* _Problem to work on_: Copy every row below word for word, and leave out the pictures.

* _Dataset content_:

-- BEGIN --

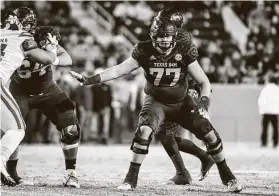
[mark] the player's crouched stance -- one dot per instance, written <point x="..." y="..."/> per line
<point x="166" y="63"/>
<point x="33" y="87"/>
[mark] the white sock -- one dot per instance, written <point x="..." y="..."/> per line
<point x="10" y="141"/>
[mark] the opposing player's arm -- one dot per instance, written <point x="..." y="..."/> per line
<point x="111" y="73"/>
<point x="64" y="57"/>
<point x="31" y="50"/>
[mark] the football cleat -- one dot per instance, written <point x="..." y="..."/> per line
<point x="125" y="186"/>
<point x="182" y="178"/>
<point x="205" y="167"/>
<point x="130" y="181"/>
<point x="18" y="180"/>
<point x="234" y="186"/>
<point x="6" y="179"/>
<point x="71" y="180"/>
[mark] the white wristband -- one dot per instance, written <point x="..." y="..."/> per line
<point x="56" y="62"/>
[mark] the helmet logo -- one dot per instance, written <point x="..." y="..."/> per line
<point x="178" y="57"/>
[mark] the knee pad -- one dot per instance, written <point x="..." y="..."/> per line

-- END --

* _Task output_:
[mark] the player's crouched stance -- one dot per instance, written <point x="..." y="..."/> per line
<point x="166" y="63"/>
<point x="33" y="87"/>
[mark] the white sock -- one dot per instance, written <point x="..." y="..."/> per line
<point x="10" y="141"/>
[mark] the opposing player's arm -- one dot per instance, written <point x="..." y="..."/> per line
<point x="111" y="73"/>
<point x="64" y="57"/>
<point x="31" y="50"/>
[mark] the football cleat -- one dot per instance, written <point x="..." y="..."/> per line
<point x="125" y="186"/>
<point x="182" y="178"/>
<point x="205" y="167"/>
<point x="130" y="181"/>
<point x="18" y="180"/>
<point x="234" y="186"/>
<point x="6" y="179"/>
<point x="71" y="180"/>
[mark] the white wristband -- one dot per instance, written <point x="..." y="..."/> per line
<point x="56" y="62"/>
[mark] the helmet logo -- one dot per instance, written <point x="..." y="..."/> per line
<point x="178" y="57"/>
[mark] the knee pad -- one dot per instance, written <point x="..." y="..."/> per line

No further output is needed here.